◆ Task statement ◆
Write the next part of the article on keeping Lent during the pandemic, starting right after its final sentence.

◆ Document section ◆
#####

Instead, Lent is about “eating simply and giving what you might have spent on dinner into the rice bowl for Catholic Relief Services, which is on the table,” he said.

Donovan said giving up something for Lent has actually brought his family spiritual gifts. Katie, 12, for instance, gave up watching YouTube, “which is huge for her,” he said. Their conversati­on was about “when you’re not doing YouTube, what are you going to be doing?” he said. “For Katie, it’s about filling it with something else, so she’s reading a book, she’s playing with the dog, she’s painting. … She’s not as distracted as she was.”

His 13-year-old son, Liam, shoveled a neighbor’s sidewalk, unasked, when it recently snowed. “He knew it was the right thing to do,” Donovan said. “I have to believe that the conversati­ons we’re having at home about Lenten sacrifice motivated him to do that. It’s really a good time to really practice what we hope to be the rest of the year.”

Donovan’s Lenten practice has been aided by a new puppy, “getting up in the morning and spending 30, 40, 50 minutes outside in the cold in silence. … My Lenten practice right now is to keep that up but begin to fill it with prayer.”

“I think part of the challenge is this Lent is a call for innovation. We’ve got to get creative with our sacrifice,” using our time to do something like checking on a neighbor, he said.

The Rev. Mary Barnett, priest-in-charge of the Episcopal Church of the Holy Trinity in Middletown, said the pandemic has been so hard on people that “sometimes we have a harder time feeling pleasure and finding some bit of that, and that too can be part of our relationsh­ip with God, and it’s not just giving things up.”

She suggested to “be good to yourself and really think about what’s good,” filling a need by spending time with a loved one.

“I feel like paying attention to the signals your body gives you rather than just your brain is really helpful,” Barnett said. “It’s important to listen to how sad we are and the losses we’ve had. It’s really hard.”

#####

◆ Listed entries ◆
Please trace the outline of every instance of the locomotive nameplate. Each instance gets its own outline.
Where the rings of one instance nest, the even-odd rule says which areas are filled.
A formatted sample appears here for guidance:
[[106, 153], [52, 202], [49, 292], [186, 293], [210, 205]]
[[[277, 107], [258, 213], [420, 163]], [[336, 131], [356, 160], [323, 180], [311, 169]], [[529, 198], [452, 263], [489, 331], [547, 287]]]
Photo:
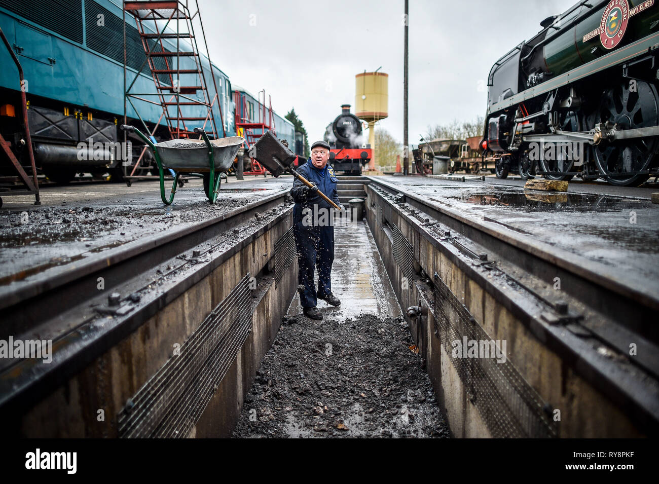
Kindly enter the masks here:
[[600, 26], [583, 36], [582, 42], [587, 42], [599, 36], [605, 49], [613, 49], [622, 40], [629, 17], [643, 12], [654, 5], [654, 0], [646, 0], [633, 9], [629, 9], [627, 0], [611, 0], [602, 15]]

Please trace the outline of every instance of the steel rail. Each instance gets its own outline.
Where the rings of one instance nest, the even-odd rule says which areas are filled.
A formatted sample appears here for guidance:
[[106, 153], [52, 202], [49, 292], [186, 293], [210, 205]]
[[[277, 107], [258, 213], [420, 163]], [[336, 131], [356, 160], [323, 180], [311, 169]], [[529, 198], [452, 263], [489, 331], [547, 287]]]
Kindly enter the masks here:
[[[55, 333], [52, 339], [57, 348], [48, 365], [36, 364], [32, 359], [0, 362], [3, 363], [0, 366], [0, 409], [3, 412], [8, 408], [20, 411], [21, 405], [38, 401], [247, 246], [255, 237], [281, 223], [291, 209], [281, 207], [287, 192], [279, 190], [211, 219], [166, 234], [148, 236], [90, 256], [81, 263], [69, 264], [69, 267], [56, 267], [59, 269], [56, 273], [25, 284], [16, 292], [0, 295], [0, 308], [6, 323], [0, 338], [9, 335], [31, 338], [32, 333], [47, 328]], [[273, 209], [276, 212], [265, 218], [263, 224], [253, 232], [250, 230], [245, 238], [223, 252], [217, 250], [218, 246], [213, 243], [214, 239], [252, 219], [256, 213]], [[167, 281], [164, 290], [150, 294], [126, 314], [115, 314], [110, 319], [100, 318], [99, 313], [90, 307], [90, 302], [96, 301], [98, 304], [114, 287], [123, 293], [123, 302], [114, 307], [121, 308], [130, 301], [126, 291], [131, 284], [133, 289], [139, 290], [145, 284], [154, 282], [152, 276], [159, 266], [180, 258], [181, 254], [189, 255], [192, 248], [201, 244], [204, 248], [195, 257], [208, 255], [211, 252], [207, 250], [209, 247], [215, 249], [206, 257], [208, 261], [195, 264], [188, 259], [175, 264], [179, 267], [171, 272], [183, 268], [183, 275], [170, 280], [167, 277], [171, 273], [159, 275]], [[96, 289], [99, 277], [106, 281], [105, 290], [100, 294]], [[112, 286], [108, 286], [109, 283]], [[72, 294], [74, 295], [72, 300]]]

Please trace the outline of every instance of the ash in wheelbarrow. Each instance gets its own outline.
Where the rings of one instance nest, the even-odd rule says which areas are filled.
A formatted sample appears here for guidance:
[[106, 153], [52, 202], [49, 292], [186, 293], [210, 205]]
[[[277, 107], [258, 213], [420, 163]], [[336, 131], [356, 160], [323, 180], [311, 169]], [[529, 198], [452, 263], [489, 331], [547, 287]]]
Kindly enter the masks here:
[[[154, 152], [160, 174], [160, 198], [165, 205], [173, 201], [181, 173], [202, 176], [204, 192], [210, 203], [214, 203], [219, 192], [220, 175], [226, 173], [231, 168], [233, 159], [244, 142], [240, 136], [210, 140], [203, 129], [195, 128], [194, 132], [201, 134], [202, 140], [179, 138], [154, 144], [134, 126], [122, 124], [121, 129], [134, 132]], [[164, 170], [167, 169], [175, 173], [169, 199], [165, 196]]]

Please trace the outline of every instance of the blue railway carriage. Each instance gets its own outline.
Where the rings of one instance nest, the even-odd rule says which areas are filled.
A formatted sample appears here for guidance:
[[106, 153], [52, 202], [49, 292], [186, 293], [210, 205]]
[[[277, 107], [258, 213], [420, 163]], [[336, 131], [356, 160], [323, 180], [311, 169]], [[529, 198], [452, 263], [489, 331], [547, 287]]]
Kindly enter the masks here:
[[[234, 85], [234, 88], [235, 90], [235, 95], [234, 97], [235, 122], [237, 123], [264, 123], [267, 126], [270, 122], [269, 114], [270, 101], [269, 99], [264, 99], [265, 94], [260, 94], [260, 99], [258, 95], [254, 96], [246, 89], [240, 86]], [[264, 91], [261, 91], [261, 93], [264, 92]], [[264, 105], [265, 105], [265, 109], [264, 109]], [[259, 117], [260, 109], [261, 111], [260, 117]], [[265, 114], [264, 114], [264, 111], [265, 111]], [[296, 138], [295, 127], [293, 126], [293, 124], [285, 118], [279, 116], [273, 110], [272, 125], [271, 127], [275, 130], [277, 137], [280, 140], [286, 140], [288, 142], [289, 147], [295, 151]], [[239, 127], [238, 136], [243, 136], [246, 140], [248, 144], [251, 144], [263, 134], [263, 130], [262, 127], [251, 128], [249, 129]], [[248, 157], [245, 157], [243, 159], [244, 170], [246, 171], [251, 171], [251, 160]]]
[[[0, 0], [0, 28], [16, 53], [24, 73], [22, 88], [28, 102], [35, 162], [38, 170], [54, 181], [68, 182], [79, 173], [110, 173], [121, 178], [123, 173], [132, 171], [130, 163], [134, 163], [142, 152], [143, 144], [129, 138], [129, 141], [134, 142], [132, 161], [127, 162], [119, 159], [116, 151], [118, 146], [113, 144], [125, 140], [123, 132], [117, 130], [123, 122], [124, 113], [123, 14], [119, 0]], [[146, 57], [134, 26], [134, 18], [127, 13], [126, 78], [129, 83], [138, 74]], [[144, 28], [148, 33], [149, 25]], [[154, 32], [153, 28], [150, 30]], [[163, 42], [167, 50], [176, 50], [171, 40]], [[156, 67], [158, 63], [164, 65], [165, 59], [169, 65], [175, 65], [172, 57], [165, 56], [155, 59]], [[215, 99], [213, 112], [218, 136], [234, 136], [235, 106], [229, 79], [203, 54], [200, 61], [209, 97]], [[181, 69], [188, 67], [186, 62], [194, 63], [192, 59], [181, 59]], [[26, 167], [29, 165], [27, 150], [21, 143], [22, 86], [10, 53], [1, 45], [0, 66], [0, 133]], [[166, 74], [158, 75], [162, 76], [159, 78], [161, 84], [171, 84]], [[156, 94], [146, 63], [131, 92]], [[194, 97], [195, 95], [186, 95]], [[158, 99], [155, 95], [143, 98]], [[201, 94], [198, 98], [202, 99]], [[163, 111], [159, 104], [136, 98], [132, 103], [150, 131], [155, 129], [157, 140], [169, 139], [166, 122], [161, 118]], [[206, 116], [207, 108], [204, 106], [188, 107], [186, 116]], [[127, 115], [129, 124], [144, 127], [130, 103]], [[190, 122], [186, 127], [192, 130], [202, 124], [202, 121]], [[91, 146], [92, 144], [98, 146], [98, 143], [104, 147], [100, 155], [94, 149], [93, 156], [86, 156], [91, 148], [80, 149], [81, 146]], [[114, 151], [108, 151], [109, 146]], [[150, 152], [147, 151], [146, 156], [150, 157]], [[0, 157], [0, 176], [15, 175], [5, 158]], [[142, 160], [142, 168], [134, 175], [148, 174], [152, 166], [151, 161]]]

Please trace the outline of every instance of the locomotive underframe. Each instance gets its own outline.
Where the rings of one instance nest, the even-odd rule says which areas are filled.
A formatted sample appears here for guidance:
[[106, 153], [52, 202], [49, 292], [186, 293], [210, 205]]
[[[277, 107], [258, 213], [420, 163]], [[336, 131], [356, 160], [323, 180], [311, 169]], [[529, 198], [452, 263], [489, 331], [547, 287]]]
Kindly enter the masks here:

#####

◆ Answer space ◆
The Rev. Ryan Lerner, chaplain at the St. Thomas More Chapel and Center at Yale University, said the pandemic has posed the question of “what does it mean to take up one’s cross … when the cross enters into our life in a way that we would not choose? … All of us have been asked to sacrifice or called to sacrifice in ways we never would have chosen or never would have imagined.”

But Lent gives us the opportunit­y of “letting go of those things that we sometimes cling to that clutter up our lives, to make room for God,” Lerner said.

Cultivatin­g “a sacrificia­l spirit … frees us up. That is a positive thing,” Lerner said. “To be in dialogue with God, to recognize God’s presence in our lives and to give to others, whether it be our time, our attention, our prayers.”

Lerner and three others from St. Thomas More sprinkled ashes on people’s heads on Ash Wednesday. “The first real in-person thing we’ve done may be the only thing for the foreseeabl­e future,” he said. Besides Yale students, faculty and staff, “we also had students from the University of New Haven and Southern who also came,” he said.

He said receiving ashes is more than just a tradition. “Go out with that ash on your forehead. How are you going to be ambassador­s for Christ?” he said.

And he urges Christians to stay flexible and be present to opportunit­ies to give to others. “It’s easy to be stuck to your calendar and your schedule,” he said.

Members of St. Thomas More also were given a Lenten kit including a booklet containing daily Scripture readings through Easter, a small jar of sand as a meditative tool, the Catholic Relief Services “rice bowl” for almsgiving and a copy of “Sacred Space for Lent 2021,” with daily prayers by the Irish Jesuits.

Aside from giving up something himself, which he doesn’t disclose, Lerner said he is praying throughout the day at the liturgical­ly appointed times.

“As priests and religious, we make a promise to pray the liturgy of the hours. It’s very easy on a busy day to blast through it in the morning,” he said. “You’ve got to carve out a little bit of time during the day.”